In the lines between the one holding "Indicate a point on each instance of the green sepal" and the one holding "36), (232, 38)]", inclusive, substitute "golden blossom" for "yellow flower". Write out only those lines, with everything else left as it is.

[START INFORMATION GIVEN]

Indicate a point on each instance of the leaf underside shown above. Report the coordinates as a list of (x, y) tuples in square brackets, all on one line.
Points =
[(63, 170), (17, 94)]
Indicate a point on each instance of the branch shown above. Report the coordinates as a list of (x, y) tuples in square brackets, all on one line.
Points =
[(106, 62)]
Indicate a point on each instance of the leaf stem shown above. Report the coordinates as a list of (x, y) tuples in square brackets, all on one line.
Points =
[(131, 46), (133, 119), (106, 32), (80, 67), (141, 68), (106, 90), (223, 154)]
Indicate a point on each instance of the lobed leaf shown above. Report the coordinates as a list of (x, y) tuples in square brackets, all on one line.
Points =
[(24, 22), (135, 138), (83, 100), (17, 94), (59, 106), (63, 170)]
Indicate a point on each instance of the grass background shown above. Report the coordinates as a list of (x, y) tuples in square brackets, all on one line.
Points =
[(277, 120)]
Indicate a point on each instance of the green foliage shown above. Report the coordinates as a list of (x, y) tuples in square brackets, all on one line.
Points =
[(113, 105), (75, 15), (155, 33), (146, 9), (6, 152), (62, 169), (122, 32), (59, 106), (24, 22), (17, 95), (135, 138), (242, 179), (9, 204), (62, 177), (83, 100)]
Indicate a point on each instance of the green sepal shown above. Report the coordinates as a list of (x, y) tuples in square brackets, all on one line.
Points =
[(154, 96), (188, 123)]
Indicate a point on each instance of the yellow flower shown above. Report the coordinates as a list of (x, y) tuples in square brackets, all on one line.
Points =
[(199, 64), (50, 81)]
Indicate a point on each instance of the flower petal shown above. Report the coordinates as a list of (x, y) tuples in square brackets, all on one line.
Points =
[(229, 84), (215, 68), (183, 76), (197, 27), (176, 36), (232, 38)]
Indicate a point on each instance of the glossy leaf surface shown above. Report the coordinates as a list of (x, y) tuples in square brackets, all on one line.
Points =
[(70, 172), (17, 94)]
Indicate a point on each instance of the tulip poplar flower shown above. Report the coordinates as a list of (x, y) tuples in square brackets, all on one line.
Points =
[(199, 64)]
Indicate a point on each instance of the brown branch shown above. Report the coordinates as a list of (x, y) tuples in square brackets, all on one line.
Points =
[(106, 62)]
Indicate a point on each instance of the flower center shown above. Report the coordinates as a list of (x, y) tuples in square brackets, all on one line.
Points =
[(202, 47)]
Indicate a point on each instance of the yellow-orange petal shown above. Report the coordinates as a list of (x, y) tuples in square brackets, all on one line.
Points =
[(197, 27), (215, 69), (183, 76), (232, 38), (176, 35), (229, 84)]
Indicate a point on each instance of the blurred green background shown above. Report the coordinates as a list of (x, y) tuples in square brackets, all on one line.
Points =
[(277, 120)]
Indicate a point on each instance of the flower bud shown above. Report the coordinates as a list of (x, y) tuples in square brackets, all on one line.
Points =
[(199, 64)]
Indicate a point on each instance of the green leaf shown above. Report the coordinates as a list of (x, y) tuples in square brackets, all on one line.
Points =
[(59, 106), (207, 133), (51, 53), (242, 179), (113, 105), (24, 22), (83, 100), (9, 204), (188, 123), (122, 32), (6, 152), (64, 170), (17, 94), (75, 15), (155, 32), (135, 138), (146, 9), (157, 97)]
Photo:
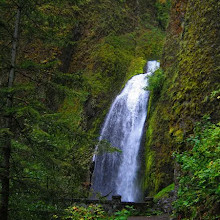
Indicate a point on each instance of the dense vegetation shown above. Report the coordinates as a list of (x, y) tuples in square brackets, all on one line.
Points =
[(61, 64)]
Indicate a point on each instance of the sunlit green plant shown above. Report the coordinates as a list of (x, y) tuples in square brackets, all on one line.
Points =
[(199, 189)]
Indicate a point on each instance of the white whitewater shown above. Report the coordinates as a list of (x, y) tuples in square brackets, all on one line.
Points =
[(116, 173)]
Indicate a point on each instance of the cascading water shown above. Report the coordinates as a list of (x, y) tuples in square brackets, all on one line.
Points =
[(116, 173)]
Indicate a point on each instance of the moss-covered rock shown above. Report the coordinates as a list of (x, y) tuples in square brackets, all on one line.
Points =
[(191, 65)]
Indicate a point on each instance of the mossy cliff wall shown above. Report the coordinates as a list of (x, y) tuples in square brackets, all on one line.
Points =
[(191, 88), (117, 37)]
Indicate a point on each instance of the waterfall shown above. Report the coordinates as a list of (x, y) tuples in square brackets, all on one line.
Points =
[(116, 173)]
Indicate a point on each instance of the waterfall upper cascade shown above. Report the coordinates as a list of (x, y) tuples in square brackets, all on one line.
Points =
[(116, 173)]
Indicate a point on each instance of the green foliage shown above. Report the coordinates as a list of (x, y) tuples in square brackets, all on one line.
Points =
[(163, 9), (80, 212), (164, 192), (199, 192), (124, 213), (155, 83)]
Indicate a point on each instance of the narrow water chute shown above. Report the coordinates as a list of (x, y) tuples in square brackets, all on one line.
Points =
[(116, 173)]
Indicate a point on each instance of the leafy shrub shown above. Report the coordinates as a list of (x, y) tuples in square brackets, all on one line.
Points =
[(164, 192), (80, 212), (199, 189)]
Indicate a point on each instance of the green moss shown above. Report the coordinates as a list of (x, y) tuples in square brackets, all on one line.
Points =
[(164, 192), (191, 68)]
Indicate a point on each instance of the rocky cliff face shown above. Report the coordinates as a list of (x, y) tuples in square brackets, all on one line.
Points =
[(191, 89)]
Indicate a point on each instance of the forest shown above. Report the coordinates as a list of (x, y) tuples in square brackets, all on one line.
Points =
[(63, 62)]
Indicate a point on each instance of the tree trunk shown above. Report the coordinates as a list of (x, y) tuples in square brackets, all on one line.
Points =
[(6, 149)]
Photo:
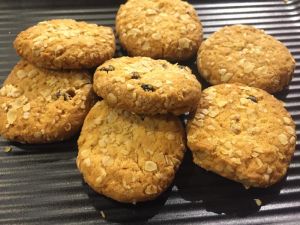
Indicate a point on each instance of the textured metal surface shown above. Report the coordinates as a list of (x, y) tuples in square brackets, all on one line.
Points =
[(39, 184)]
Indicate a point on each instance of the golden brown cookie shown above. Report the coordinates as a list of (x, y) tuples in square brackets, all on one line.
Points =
[(66, 44), (127, 157), (244, 54), (146, 86), (42, 106), (166, 29), (242, 133)]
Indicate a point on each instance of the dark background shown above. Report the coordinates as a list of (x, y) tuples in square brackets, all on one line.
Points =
[(39, 184)]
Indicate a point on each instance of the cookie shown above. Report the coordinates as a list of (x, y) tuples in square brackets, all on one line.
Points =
[(244, 54), (42, 106), (242, 133), (165, 29), (66, 44), (146, 86), (127, 157)]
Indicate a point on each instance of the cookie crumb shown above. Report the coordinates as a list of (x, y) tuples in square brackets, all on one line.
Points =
[(102, 214)]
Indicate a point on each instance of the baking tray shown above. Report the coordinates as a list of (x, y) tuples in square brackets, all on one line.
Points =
[(39, 184)]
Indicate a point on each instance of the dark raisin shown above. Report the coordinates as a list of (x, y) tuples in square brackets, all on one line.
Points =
[(135, 75), (71, 93), (252, 98), (147, 87), (107, 69), (67, 95)]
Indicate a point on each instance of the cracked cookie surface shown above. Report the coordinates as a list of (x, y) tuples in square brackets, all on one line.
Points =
[(242, 133), (66, 44), (165, 29), (245, 54), (127, 157), (146, 86), (42, 106)]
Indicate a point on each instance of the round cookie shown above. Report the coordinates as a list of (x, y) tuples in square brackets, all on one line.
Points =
[(66, 44), (242, 133), (127, 157), (166, 29), (244, 54), (42, 106), (146, 86)]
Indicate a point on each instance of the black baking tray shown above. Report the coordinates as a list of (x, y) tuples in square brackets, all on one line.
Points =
[(39, 184)]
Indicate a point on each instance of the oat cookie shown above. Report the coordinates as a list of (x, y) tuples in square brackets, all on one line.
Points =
[(146, 86), (42, 106), (66, 44), (244, 54), (242, 133), (127, 157), (167, 29)]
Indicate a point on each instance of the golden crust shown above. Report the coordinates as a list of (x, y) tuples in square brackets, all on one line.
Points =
[(127, 157), (244, 54), (42, 106), (146, 86), (166, 29), (66, 44), (242, 133)]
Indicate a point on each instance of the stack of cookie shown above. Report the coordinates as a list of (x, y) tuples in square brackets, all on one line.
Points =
[(132, 143), (43, 100)]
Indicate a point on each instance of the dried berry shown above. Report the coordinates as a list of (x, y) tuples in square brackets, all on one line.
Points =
[(147, 87), (107, 69), (252, 98), (67, 95), (135, 75), (164, 66)]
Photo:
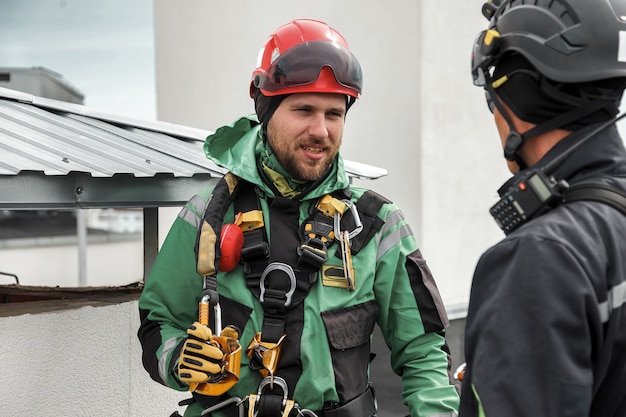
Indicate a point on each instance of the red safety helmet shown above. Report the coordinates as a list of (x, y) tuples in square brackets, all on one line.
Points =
[(306, 56)]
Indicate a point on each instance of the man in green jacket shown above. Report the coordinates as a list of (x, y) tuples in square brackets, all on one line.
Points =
[(297, 264)]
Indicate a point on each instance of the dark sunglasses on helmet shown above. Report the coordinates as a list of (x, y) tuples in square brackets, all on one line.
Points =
[(302, 64)]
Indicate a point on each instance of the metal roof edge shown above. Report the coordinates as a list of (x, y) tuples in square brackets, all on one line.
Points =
[(183, 131), (353, 169)]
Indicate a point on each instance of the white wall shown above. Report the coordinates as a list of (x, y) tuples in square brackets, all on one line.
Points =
[(106, 264), (419, 117)]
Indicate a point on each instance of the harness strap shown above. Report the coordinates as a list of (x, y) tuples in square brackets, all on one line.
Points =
[(597, 192), (362, 406)]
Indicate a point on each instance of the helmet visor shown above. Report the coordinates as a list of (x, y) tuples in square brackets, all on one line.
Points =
[(483, 55), (302, 64)]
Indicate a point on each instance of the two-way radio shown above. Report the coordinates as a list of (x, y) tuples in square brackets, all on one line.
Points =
[(537, 191)]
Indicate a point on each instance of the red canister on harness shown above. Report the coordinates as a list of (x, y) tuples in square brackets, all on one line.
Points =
[(231, 243)]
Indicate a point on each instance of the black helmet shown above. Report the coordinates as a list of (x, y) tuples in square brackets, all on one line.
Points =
[(577, 51), (569, 41)]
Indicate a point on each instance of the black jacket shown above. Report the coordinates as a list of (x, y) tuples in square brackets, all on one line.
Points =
[(546, 325)]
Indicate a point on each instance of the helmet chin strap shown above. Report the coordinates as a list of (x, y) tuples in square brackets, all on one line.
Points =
[(515, 140)]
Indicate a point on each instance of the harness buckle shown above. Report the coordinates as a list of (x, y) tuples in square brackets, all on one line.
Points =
[(285, 405), (264, 356), (288, 270)]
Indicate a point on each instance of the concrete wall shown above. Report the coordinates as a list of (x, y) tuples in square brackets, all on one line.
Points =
[(75, 363)]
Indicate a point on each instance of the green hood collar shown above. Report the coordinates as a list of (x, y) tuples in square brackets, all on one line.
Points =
[(233, 147)]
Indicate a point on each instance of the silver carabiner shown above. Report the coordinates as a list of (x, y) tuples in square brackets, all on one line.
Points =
[(357, 220)]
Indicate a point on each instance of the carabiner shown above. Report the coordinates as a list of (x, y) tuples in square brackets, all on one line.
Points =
[(357, 220)]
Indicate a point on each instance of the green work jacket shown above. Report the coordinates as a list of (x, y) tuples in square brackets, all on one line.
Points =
[(393, 288)]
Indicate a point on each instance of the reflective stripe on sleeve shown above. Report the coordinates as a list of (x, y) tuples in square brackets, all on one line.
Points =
[(616, 299)]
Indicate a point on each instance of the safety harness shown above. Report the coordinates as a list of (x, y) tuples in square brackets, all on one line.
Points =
[(280, 279)]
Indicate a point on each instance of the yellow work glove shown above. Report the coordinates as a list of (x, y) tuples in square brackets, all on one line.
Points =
[(199, 359)]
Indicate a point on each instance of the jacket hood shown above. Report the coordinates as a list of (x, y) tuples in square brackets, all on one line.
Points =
[(232, 147)]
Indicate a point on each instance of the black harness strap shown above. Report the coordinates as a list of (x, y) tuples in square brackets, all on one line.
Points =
[(597, 192)]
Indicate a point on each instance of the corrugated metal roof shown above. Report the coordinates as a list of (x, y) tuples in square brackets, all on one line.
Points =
[(55, 154)]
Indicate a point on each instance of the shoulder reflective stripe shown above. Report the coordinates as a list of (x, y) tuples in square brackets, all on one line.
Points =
[(481, 411), (198, 204), (168, 346), (616, 299), (392, 220), (399, 231), (192, 217)]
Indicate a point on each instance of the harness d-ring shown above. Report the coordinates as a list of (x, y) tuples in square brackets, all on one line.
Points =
[(279, 266)]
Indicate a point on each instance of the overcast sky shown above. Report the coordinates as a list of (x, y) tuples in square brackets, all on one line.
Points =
[(105, 49)]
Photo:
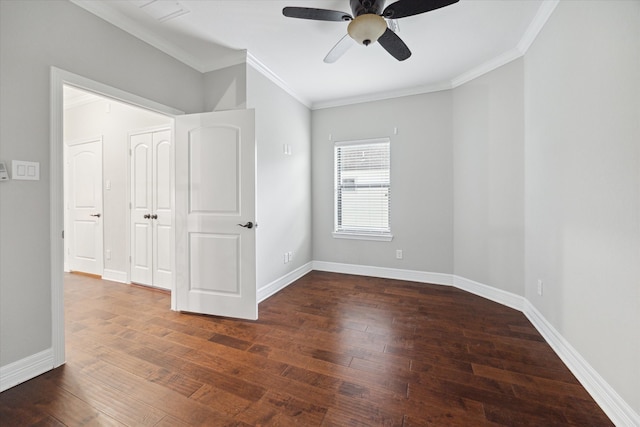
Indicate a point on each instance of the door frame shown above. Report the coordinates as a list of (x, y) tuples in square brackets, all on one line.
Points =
[(59, 78)]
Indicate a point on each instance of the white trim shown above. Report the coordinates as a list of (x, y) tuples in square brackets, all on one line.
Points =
[(605, 396), (489, 292), (385, 272), (281, 283), (131, 27), (56, 214), (486, 67), (381, 96), (536, 25), (115, 275), (266, 71), (24, 369)]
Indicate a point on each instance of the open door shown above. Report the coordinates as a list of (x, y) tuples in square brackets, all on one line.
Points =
[(215, 214)]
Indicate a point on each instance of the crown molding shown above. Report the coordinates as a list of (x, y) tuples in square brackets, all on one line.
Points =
[(380, 96), (126, 24), (544, 12), (123, 22), (266, 71), (486, 67), (538, 22)]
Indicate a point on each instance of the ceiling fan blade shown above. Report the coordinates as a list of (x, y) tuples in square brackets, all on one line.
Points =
[(394, 45), (404, 8), (316, 14), (339, 49)]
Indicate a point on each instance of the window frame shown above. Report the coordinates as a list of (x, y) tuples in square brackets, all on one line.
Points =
[(359, 234)]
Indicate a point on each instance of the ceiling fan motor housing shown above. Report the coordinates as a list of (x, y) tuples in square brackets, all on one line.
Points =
[(360, 7), (366, 29)]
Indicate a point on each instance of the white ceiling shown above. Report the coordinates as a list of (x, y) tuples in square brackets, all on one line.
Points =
[(449, 45)]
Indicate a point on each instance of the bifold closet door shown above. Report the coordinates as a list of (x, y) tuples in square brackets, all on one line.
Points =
[(151, 208)]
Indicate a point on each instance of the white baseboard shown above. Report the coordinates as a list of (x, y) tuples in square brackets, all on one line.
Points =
[(611, 403), (25, 369), (114, 275), (385, 273), (281, 283), (489, 292)]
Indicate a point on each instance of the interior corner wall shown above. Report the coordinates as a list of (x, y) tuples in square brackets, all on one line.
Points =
[(582, 184), (283, 180), (488, 177), (421, 181), (35, 35), (226, 88), (114, 125)]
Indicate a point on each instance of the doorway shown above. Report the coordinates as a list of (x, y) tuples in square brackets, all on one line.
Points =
[(60, 78), (96, 131)]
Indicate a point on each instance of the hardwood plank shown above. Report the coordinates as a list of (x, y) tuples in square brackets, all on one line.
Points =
[(329, 350)]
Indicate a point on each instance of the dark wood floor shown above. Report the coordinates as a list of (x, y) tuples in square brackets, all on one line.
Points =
[(331, 350)]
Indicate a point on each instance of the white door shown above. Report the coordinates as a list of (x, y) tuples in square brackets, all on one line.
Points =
[(215, 214), (141, 150), (151, 213), (162, 231), (84, 207)]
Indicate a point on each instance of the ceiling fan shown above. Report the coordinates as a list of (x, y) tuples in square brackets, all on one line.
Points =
[(369, 24)]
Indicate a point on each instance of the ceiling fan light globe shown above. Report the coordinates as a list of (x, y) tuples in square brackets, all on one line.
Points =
[(366, 29)]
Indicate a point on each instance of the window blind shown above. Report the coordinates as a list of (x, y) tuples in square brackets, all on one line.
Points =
[(362, 187)]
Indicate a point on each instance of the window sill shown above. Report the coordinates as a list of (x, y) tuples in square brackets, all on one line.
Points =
[(362, 236)]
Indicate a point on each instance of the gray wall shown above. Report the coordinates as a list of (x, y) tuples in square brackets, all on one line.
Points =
[(421, 181), (35, 35), (582, 184), (488, 170), (284, 181), (226, 89)]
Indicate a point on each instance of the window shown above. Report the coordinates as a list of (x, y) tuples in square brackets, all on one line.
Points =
[(362, 189)]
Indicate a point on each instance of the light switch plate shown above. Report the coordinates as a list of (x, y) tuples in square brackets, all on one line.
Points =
[(25, 170), (4, 175)]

[END INFORMATION GIVEN]

• [COMPLETED TASK]:
Indicate a point on each instance of the green sepal shown above. Report the coordinates as a list of (x, y) tuples in square brackets, all on one line.
Points =
[(154, 96), (188, 123)]
Indicate a point on each instance of the golden blossom shown above. Report the coordinates as a list of (x, y) tuples in square brackets, all on one line.
Points =
[(199, 64), (50, 81)]
Indicate a point on each instance of the flower petal shown above. Report the coordinates as a list of (x, y) tuples in square brackets, all on one line.
Points =
[(229, 84), (215, 68), (183, 76), (197, 27), (176, 36), (232, 38)]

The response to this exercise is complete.